_Формулировка задания_: Изложите содержание интервью с Дарьей Мороз в двух предложениях.

_Фрагмент текста_:
►
Дарья Мороз: «Сейчас могут побаиваться артистов Богомолова»

 
Шестнадцать лет в профессии и пять – в союзе с режиссером Богомоловым вывели Дарью Мороз в число самых заметных и самых смелых актрис. Сейчас в МХТ имени Чехова она работает в «Юбилее ювелира» с Олегом Табаковым, в премьере по случаю его 80-летия, а в Театре наций – с Бобом Уилсоном, чье имя давно уже стало синонимом новаторства. «Театралу» Мороз рассказала, что не принимает в «старом театре», как тренинги в японской деревне пригодились ей на репетициях «Сказок Пушкина» и почему в спектаклях Богомолова вынуждена снова «садиться за школьную скамью».

– Дарья, вы сейчас играете только в спектаклях Богомолова, и в «Табакерке», и в МХТ. Спектакли других режиссеров сошли на нет, или вы сами от них отошли?

– Сошли на нет в основном. «Живи и помни», нежно мной любимый, сняли, потому что Дима Куличков ушел из Театра Табакова – и я сказала, что не буду играть спектакль без него. Это не имело смысла. Надо было или вместе сливаться, или вместе продолжать работать. «Изображая жертву» после гибели Марины Голуб тоже сняли. Понятно было, что Кирилл (Серебренников. – «Т») принципиально не станет никого вводить. Но, мне кажется, никто бы и не смог ее заменить адекватно. Другие спектакли я просто перестала играть по факту того, что рожала ребенка, ввели замены. Но я подумала: «Ничего страшного, лучше буду заниматься Аней».

И потом, мне кажется, сейчас могут побаиваться артистов Богомолова. Мы же все такие требовательные, вредные, непростые.

– Богомолов вас «перековал» как актрису?

– В общем, да, как и всех своих артистов, на все 100%. Но я сейчас не об этом. Я, на самом деле, очень открыта. Если вижу перед собой талантливого человека и понимаю, что он несет в себе нечто большее, чем просто желание поставить спектакль, то буду абсолютно послушной, буду помогать – я не сволочь в этом смысле. Другой вопрос, что мои требования профессиональные невероятно высоки, и, наверно, это нормально. Я никогда не считала это недостатком.

Очень многие сейчас считают сволочизмом чрезвычайную требовательность, именно в профессиональном смысле. А я считаю, что это необходимость – во всех проявлениях, от жесточайшей дисциплины до абсолютного подчинения режиссеру – и в репетиционном процессе, да и в съемочном процессе тоже.
«Волки и овцы», театр п/р О.Табакова. Фото: Екатерина Цветкова Я, на самом деле, не могу сказать, что недовольна тем, что в только в костиных спектаклях играю. Это прекрасные работы, все без исключения. И сейчас у меня случилось большое счастье под названием Боб Уилсон, с которым мы уже начали репетировать. К середине июня выпустим премьеру в Театре наций.
◄
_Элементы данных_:
►
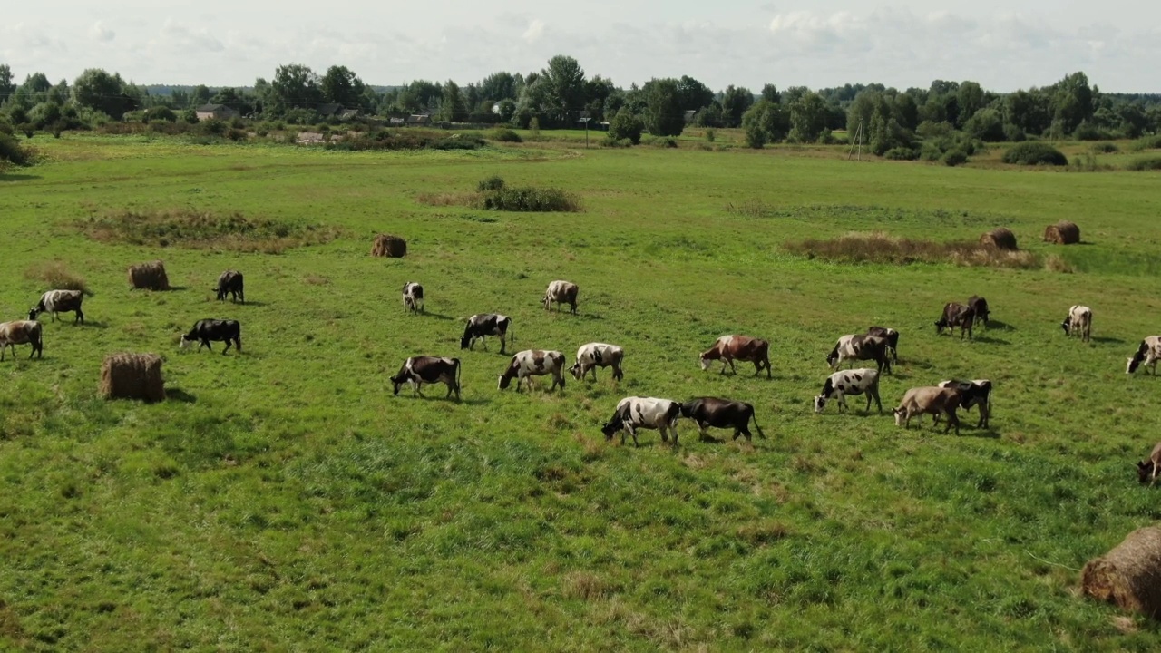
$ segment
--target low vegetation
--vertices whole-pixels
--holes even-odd
[[[77,221],[93,241],[192,250],[282,253],[291,247],[327,243],[340,235],[336,227],[298,224],[246,217],[240,213],[116,211]]]

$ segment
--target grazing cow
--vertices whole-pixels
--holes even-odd
[[[620,381],[625,378],[621,372],[621,359],[623,358],[625,350],[616,345],[589,343],[580,345],[580,349],[577,350],[577,361],[572,364],[572,367],[569,367],[569,372],[572,373],[574,379],[579,380],[592,369],[592,380],[596,381],[598,367],[612,367],[613,379]]]
[[[199,320],[194,322],[194,328],[188,333],[181,336],[180,349],[186,349],[196,342],[200,343],[197,351],[202,351],[202,347],[214,351],[210,340],[225,343],[225,349],[222,350],[223,356],[230,351],[231,344],[241,351],[241,324],[238,324],[237,320]]]
[[[762,372],[762,368],[766,368],[766,378],[771,378],[770,373],[770,343],[759,338],[751,338],[749,336],[722,336],[714,342],[714,346],[709,347],[709,351],[701,354],[701,368],[709,369],[709,364],[713,360],[722,361],[721,374],[726,373],[726,365],[729,364],[731,372],[737,374],[737,368],[734,367],[735,360],[741,360],[742,363],[753,364],[753,375],[757,376]]]
[[[1089,332],[1093,330],[1093,309],[1087,306],[1069,308],[1068,317],[1060,323],[1060,328],[1065,330],[1066,336],[1080,333],[1081,338],[1087,343],[1089,340]]]
[[[424,311],[424,287],[414,281],[403,285],[403,310],[411,313]]]
[[[511,333],[512,337],[509,338],[507,335]],[[504,347],[506,346],[505,339],[509,342],[515,342],[515,329],[512,328],[512,318],[506,315],[497,315],[495,313],[478,313],[468,318],[468,325],[463,329],[463,337],[460,338],[460,349],[476,349],[476,340],[483,340],[484,349],[488,349],[488,340],[484,340],[484,336],[499,336],[500,338],[500,353],[506,353]]]
[[[1158,481],[1159,473],[1161,473],[1161,443],[1153,447],[1148,460],[1141,460],[1137,464],[1137,476],[1142,483],[1148,481],[1149,486],[1153,486]]]
[[[512,379],[515,379],[515,392],[520,392],[520,381],[527,379],[527,386],[532,388],[533,376],[553,375],[553,387],[555,390],[560,385],[564,389],[564,354],[558,351],[524,350],[512,357],[504,374],[500,374],[499,388],[506,390]]]
[[[890,364],[899,364],[899,331],[887,326],[871,326],[867,336],[878,336],[887,340],[887,353],[890,354]]]
[[[957,388],[940,388],[928,386],[911,388],[903,395],[903,401],[895,408],[895,425],[910,428],[911,417],[922,416],[924,412],[947,415],[947,425],[944,426],[946,433],[956,426],[956,435],[959,435],[959,417],[956,417],[956,409],[959,408],[962,396]],[[920,426],[922,426],[922,421]]]
[[[822,385],[822,393],[814,397],[814,411],[822,412],[827,407],[827,401],[838,400],[838,411],[848,409],[846,396],[867,395],[867,407],[865,412],[871,412],[871,400],[879,404],[879,412],[882,412],[882,402],[879,401],[879,371],[878,369],[843,369],[835,372],[827,378]]]
[[[988,309],[988,300],[979,295],[972,295],[967,299],[967,306],[975,311],[975,323],[983,322],[983,325],[987,326],[988,316],[991,315],[991,311]]]
[[[218,284],[214,287],[218,301],[224,301],[226,295],[232,295],[232,300],[246,303],[246,292],[241,282],[241,273],[237,270],[226,270],[218,277]]]
[[[621,431],[621,444],[625,444],[625,431],[633,436],[633,446],[637,443],[637,429],[656,429],[661,431],[662,442],[669,442],[673,435],[673,446],[677,446],[677,418],[682,416],[682,404],[668,399],[625,397],[616,404],[616,410],[608,422],[600,428],[605,439],[613,439],[613,433]]]
[[[702,396],[691,399],[682,404],[682,417],[688,417],[698,423],[700,439],[706,439],[706,429],[734,429],[734,439],[745,436],[745,442],[751,442],[750,421],[753,419],[753,428],[758,431],[758,437],[766,439],[758,425],[758,418],[753,416],[753,404],[744,401],[730,401]],[[677,439],[677,436],[673,437]]]
[[[953,332],[956,326],[959,326],[959,339],[964,339],[964,331],[967,331],[967,337],[972,337],[972,325],[975,324],[975,310],[969,306],[964,306],[961,303],[949,303],[944,307],[943,317],[936,322],[936,335],[943,333],[944,329],[947,332]]]
[[[12,347],[12,359],[16,360],[16,345],[33,345],[28,358],[44,358],[43,326],[33,320],[15,320],[0,324],[0,360],[5,350]]]
[[[831,369],[838,369],[844,360],[873,360],[879,366],[879,372],[884,368],[890,373],[890,344],[886,338],[859,333],[854,336],[843,336],[835,343],[835,349],[827,354],[827,365]]]
[[[399,372],[391,376],[396,395],[403,383],[410,383],[419,396],[424,396],[424,383],[447,383],[447,396],[455,393],[455,401],[460,401],[460,359],[413,356],[403,361]]]
[[[577,311],[577,290],[580,288],[571,281],[553,281],[548,285],[548,289],[545,290],[545,310],[553,307],[553,302],[556,302],[556,310],[561,310],[561,304],[569,304],[571,307],[569,313],[576,314]]]
[[[85,293],[81,290],[49,290],[41,295],[41,301],[28,311],[29,320],[36,320],[42,313],[51,313],[52,321],[57,321],[58,313],[75,313],[73,323],[85,323],[85,314],[80,310],[81,302],[85,301]]]
[[[1137,347],[1137,353],[1133,354],[1133,358],[1128,359],[1128,367],[1125,368],[1125,374],[1137,372],[1137,368],[1144,363],[1146,367],[1153,368],[1153,375],[1156,376],[1159,359],[1161,359],[1161,336],[1149,336],[1141,340],[1141,346]]]
[[[972,379],[971,381],[940,381],[940,388],[954,388],[959,390],[959,407],[971,410],[973,406],[980,407],[980,421],[975,423],[976,429],[987,429],[988,421],[991,419],[991,381],[987,379]],[[939,423],[939,416],[935,416]]]

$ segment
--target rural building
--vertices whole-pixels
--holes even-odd
[[[203,120],[230,120],[238,115],[238,112],[225,105],[202,105],[194,109],[199,121]]]

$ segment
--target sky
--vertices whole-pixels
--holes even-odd
[[[373,85],[462,85],[555,55],[620,86],[687,74],[715,91],[971,79],[1008,92],[1083,71],[1105,92],[1159,93],[1161,2],[56,0],[0,17],[0,64],[17,81],[100,67],[137,84],[248,86],[297,63]]]

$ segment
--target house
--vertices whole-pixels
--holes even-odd
[[[238,112],[225,105],[202,105],[194,109],[199,121],[203,120],[230,120],[238,115]]]

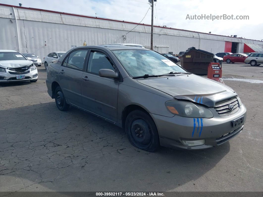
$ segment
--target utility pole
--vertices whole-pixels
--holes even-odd
[[[151,0],[151,50],[153,50],[153,2]]]

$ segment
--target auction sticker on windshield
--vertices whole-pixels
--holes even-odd
[[[174,63],[171,60],[169,60],[169,59],[161,59],[161,60],[163,61],[169,66],[174,65]]]

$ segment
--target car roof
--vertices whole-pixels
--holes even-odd
[[[6,50],[4,49],[0,49],[0,52],[17,52],[14,50]]]
[[[150,50],[146,48],[140,48],[123,45],[101,45],[95,46],[83,46],[73,48],[73,49],[92,48],[94,49],[104,50],[105,48],[110,50]]]

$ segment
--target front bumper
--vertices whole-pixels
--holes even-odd
[[[29,71],[29,73],[26,74],[20,74],[13,72],[14,74],[11,74],[8,72],[10,71],[8,69],[6,69],[5,73],[0,73],[0,83],[31,81],[38,78],[37,69],[31,71],[29,69],[27,71],[27,72]],[[17,79],[16,75],[24,75],[25,78],[23,79]]]
[[[195,118],[175,116],[170,118],[150,114],[158,129],[161,146],[173,148],[202,149],[220,145],[235,137],[242,130],[246,118],[244,104],[237,112],[226,117],[220,116],[213,109],[211,118]],[[211,110],[211,111],[213,111]],[[231,121],[244,116],[242,123],[233,127]],[[182,140],[204,139],[203,145],[187,146]]]

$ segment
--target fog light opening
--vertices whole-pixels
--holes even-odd
[[[205,144],[205,140],[182,140],[183,143],[188,147],[194,147],[196,146],[201,146]]]

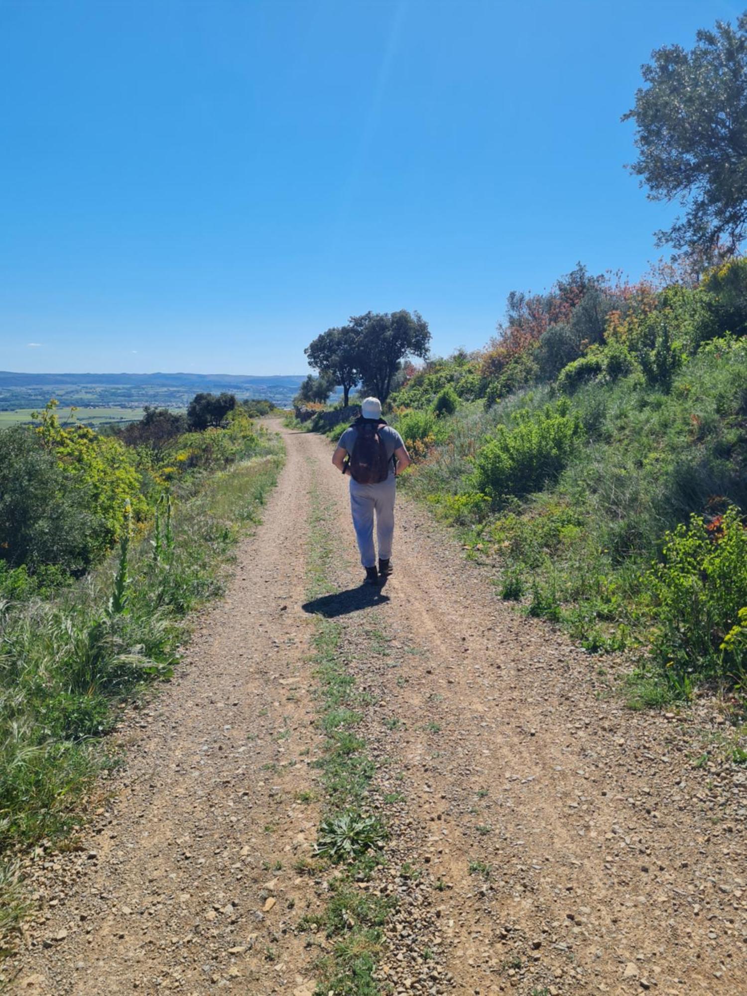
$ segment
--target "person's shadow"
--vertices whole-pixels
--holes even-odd
[[[371,609],[372,606],[380,606],[389,601],[389,597],[383,594],[385,581],[375,585],[360,585],[358,588],[351,588],[347,592],[335,592],[333,595],[322,595],[311,602],[305,602],[301,607],[305,613],[312,613],[317,616],[326,616],[334,619],[336,616],[348,616],[350,613],[361,612],[362,609]]]

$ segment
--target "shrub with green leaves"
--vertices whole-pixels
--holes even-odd
[[[581,419],[565,401],[535,412],[520,409],[512,426],[498,425],[478,451],[471,483],[493,499],[538,491],[559,476],[582,436]]]
[[[693,515],[664,537],[649,575],[657,604],[654,658],[672,677],[730,682],[747,676],[736,636],[747,606],[747,529],[735,506],[708,522]]]
[[[459,398],[450,384],[438,392],[438,395],[433,402],[433,412],[439,418],[441,415],[453,415],[458,407]]]
[[[417,443],[435,436],[436,421],[432,411],[405,411],[397,418],[395,428],[407,449],[417,450]]]
[[[582,383],[599,376],[604,370],[605,364],[600,354],[589,353],[563,368],[558,377],[558,389],[564,394],[573,394]]]
[[[71,486],[66,469],[38,434],[24,426],[0,431],[0,560],[32,571],[58,564],[79,572],[100,549],[104,526],[92,510],[91,486]],[[5,576],[8,595],[23,578]]]

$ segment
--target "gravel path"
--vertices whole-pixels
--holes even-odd
[[[747,993],[747,778],[694,766],[703,717],[622,709],[597,673],[609,660],[502,604],[410,502],[393,577],[360,589],[329,444],[283,434],[264,522],[178,677],[120,731],[128,762],[82,849],[34,864],[40,915],[12,989],[310,996],[315,951],[296,926],[326,883],[293,864],[319,816],[305,659],[321,612],[371,692],[374,803],[394,830],[386,870],[362,884],[401,898],[382,984]],[[312,480],[340,536],[339,594],[305,605]]]

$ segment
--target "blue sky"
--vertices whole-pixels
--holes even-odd
[[[303,373],[370,309],[448,353],[577,260],[636,277],[673,212],[620,117],[740,10],[0,0],[0,369]]]

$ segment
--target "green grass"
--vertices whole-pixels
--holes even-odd
[[[331,581],[336,538],[332,533],[332,509],[323,504],[316,487],[310,498],[307,590],[310,598],[317,598],[336,591]],[[369,637],[373,651],[387,652],[380,633],[374,631]],[[324,796],[311,871],[318,872],[336,864],[342,873],[330,881],[324,911],[305,917],[300,926],[317,926],[332,942],[316,965],[318,993],[374,996],[380,992],[374,973],[382,952],[381,928],[394,906],[390,898],[362,894],[358,885],[385,861],[382,848],[386,828],[369,809],[375,763],[357,733],[362,718],[360,707],[365,701],[346,665],[341,624],[319,618],[313,648],[317,723],[325,740],[322,756],[315,762],[321,772]]]
[[[81,827],[81,794],[118,763],[106,734],[170,676],[186,616],[222,592],[233,547],[258,521],[281,463],[273,447],[177,505],[167,554],[155,559],[145,538],[51,601],[2,605],[0,856]]]

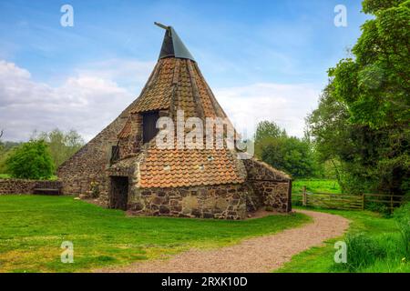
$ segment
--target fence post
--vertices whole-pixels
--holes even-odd
[[[303,186],[303,193],[302,193],[302,205],[303,206],[306,206],[306,204],[307,204],[307,197],[306,197],[306,186]]]

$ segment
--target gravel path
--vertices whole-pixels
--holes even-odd
[[[246,239],[231,246],[212,250],[191,249],[169,259],[138,262],[97,272],[270,272],[290,261],[292,256],[343,235],[349,226],[349,221],[339,216],[307,210],[297,212],[312,216],[313,223],[272,236]]]

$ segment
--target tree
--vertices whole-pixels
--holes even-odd
[[[340,162],[350,191],[404,194],[410,179],[410,0],[364,0],[354,57],[329,70],[308,118],[323,159]]]
[[[257,128],[255,153],[259,158],[293,177],[316,174],[313,148],[307,139],[288,136],[273,122],[262,121]]]
[[[272,121],[261,121],[258,124],[255,133],[255,143],[266,137],[280,137],[286,135],[286,132]]]
[[[5,161],[13,177],[46,179],[53,175],[54,165],[44,141],[29,141],[15,148]]]
[[[39,134],[35,132],[32,139],[44,140],[48,145],[56,169],[84,145],[84,139],[77,131],[65,133],[58,128]]]

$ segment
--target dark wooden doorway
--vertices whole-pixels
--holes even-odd
[[[142,140],[148,143],[158,134],[157,121],[159,118],[158,111],[144,113],[142,115]]]
[[[127,210],[128,201],[128,177],[110,176],[109,206]]]

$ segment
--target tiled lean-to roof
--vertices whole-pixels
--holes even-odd
[[[222,149],[150,147],[139,166],[138,186],[179,187],[243,183],[246,171],[236,154]]]

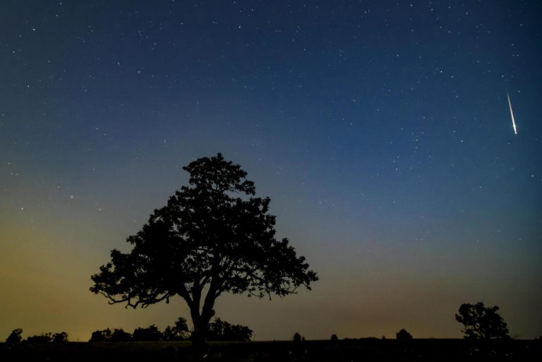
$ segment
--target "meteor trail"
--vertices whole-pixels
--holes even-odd
[[[512,126],[514,127],[514,134],[517,134],[517,129],[516,128],[516,121],[514,119],[514,112],[512,111],[512,103],[510,103],[510,95],[508,92],[506,92],[506,96],[508,97],[508,107],[510,107],[510,116],[512,116]]]

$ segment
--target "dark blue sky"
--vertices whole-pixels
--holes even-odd
[[[0,337],[188,317],[108,306],[90,276],[218,152],[321,277],[219,301],[256,338],[459,337],[478,301],[542,334],[539,1],[2,7]]]

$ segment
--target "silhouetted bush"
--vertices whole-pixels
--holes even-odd
[[[96,330],[92,332],[92,335],[88,342],[106,342],[111,340],[112,332],[107,328],[103,330]]]
[[[121,328],[113,331],[113,334],[111,335],[111,342],[130,342],[132,339],[132,335]]]
[[[23,340],[23,337],[20,334],[23,334],[23,330],[21,328],[17,328],[11,331],[11,334],[8,336],[6,339],[6,343],[19,343]]]
[[[396,338],[397,339],[406,341],[409,339],[412,339],[412,334],[406,332],[406,330],[402,329],[400,331],[397,332],[397,334],[396,334]]]
[[[459,307],[459,314],[455,315],[455,320],[464,326],[462,332],[464,332],[465,338],[510,338],[506,322],[497,313],[498,310],[497,306],[486,307],[482,302],[474,305],[463,303]]]
[[[168,325],[164,330],[163,338],[166,341],[182,341],[189,339],[190,337],[191,333],[186,325],[186,320],[183,317],[179,317],[174,326]]]
[[[53,334],[53,343],[64,343],[68,342],[68,333],[61,332]]]
[[[220,318],[209,323],[209,341],[250,341],[251,338],[252,330],[245,325],[231,325]]]
[[[152,325],[147,328],[136,328],[132,334],[132,340],[133,341],[160,341],[162,339],[162,333],[155,325]]]
[[[53,340],[53,337],[51,335],[51,332],[42,333],[40,335],[30,336],[26,339],[26,342],[29,343],[47,343]]]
◄
_Результат выполнения_: Дарья Мороз сейчас играет только в спектаклях Богомолова, поскольку постановки других режиссеров в основном сошли на нет: «Живи и помни» сняли после ухода Димы Куличкова из Театра Табакова, «Изображая жертву» сняли после гибели Марины Голуб, а в остальных спектаклях после рождения ребенка ее заменили другими актерами. Высокую профессиональную требовательность она считает необходимостью, а не недостатком, и сейчас репетирует с Бобом Уилсоном, премьеру с которым планируют выпустить к середине июня в Театре наций.